-- start of Extract to read --
4th Dec 2024
Git submodules let you embed one repo as a subdirectory inside another. There have been many debates about whether this is a good idea. Before using submodules extensively I was on the fence. Many of the reasons given for not using them didn’t sound that compelling because the fundamental idea of composing repos sounds reasonable.
However after using them in anger the flaws in Git’s specific implementation became very apparent. This is a list of those flaws so you don’t have to discover them yourself.
Worktrees are an extremely useful feature that let you have multiple
copies of a repo that share the same .git
directory (so
commits and branches stay synchronised). Unfortunately they don’t work
reliably with submodules.
Quoting the man page:
Multiple checkout in general is still experimental, and the support for submodules is incomplete. It is NOT recommended to make multiple checkouts of a superproject.
In my experience this warning is accurate.
-- end of Extract to read --
* **Exercise goal**
Continue the write-up on the flaws of Git submodules, starting after the sentence "In my experience this warning is accurate."
-- start of Stored rows --
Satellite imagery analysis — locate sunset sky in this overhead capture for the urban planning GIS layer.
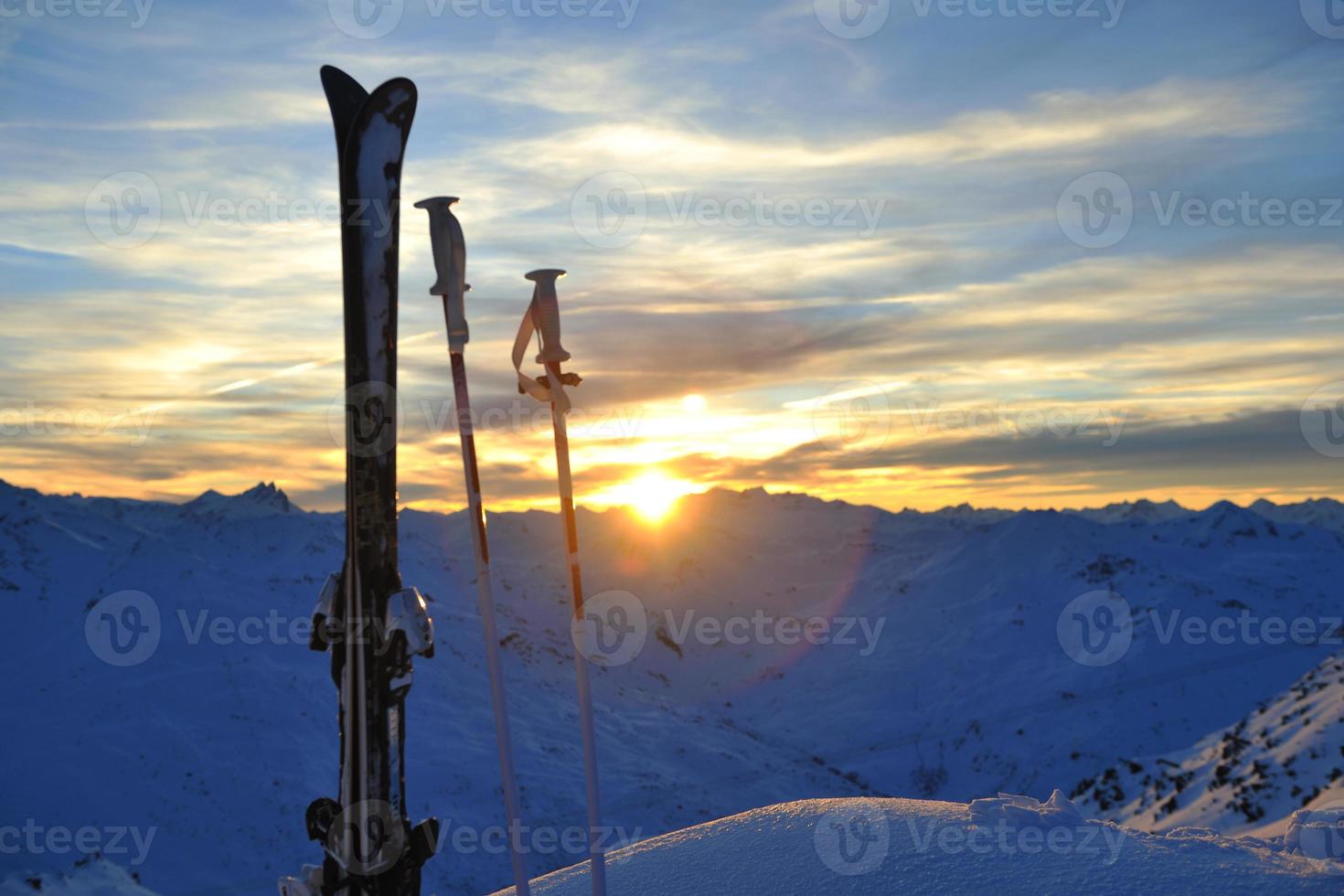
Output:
[0,0,1344,509]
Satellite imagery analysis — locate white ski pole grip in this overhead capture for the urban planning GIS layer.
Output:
[415,197,471,352]
[527,267,570,364]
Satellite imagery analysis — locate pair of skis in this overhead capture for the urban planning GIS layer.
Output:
[415,197,606,896]
[280,66,606,896]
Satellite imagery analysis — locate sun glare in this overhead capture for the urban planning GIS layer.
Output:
[613,473,692,523]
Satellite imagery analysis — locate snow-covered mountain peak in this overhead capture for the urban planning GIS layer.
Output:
[180,482,298,520]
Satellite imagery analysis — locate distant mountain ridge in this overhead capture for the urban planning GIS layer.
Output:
[0,484,1344,893]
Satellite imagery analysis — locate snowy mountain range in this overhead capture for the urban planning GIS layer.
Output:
[0,484,1344,893]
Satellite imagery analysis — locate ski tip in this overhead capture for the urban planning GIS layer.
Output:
[320,66,368,97]
[371,78,420,105]
[415,197,463,208]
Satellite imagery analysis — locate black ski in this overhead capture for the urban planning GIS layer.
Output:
[280,66,438,896]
-- end of Stored rows --
* **Exercise response**
When you switch branches you need to run
git submodule update --init --recursive
to update the
submodules to point to wherever your target branch points them too. This
is a bit of a pain, and Git provides a flag to do it automatically for
you: git switch --update-submodules
. It can be enabled by
default so that all git switch
commands automatically
update submodules.
DO NOT USE THIS. It can seriously break your .git
directory to the point that you may have to delete it and start from
scratch. Common error messages are:
fatal: not a git repository: /some/path
Failed to clone 'some/submodule'. Retry scheduled
BUG: submodule considered for cloning, doesn't need cloning any more?
fatal: could not get a repository handle for submodule 'some/submodule'
This message contains some ideas for how to unbreak things if you get stuck in this mess.
Having to run git submodule update --init --recursive
endlessly is rather tedious.
If you work with multiple branches that contain different sets of submodules be prepared for pain. When switching from a branch with a submodule to another without that submodule, Git will just leave the files on disk and they will become untracked files. You have to manually delete them.
Often you will be met with unable to rmdir
errors or other similar where Git just can’t quite deal with
submodules changing when you switch branches.
This is similar to the behaviour when switching between branches with
different .gitignore
s, but much more annoying!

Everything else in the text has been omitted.